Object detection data

______

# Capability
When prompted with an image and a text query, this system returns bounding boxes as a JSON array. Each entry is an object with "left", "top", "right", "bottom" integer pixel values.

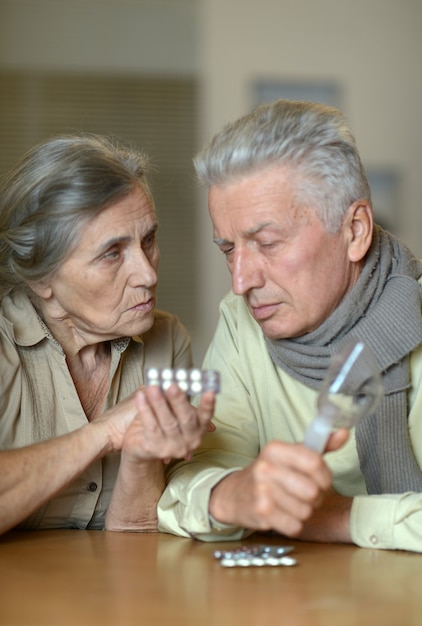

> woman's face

[{"left": 34, "top": 187, "right": 159, "bottom": 346}]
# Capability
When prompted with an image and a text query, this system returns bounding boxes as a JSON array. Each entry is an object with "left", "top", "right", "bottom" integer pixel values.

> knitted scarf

[{"left": 266, "top": 227, "right": 422, "bottom": 494}]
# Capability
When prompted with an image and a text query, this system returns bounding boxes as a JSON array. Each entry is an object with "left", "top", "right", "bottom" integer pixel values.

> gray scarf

[{"left": 266, "top": 227, "right": 422, "bottom": 493}]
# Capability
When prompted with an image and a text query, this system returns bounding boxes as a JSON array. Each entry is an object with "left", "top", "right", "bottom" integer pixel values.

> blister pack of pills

[
  {"left": 214, "top": 544, "right": 297, "bottom": 567},
  {"left": 145, "top": 367, "right": 220, "bottom": 396}
]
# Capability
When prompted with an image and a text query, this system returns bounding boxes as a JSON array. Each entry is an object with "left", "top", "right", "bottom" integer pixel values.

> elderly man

[{"left": 159, "top": 100, "right": 422, "bottom": 551}]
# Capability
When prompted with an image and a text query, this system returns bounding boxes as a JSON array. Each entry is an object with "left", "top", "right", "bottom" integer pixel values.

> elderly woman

[{"left": 0, "top": 135, "right": 214, "bottom": 532}]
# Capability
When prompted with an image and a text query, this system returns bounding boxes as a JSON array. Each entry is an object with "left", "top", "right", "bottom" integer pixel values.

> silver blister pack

______

Tally the lines in the items above that contain the string "pack". Give only the number.

• EXERCISE ANSWER:
2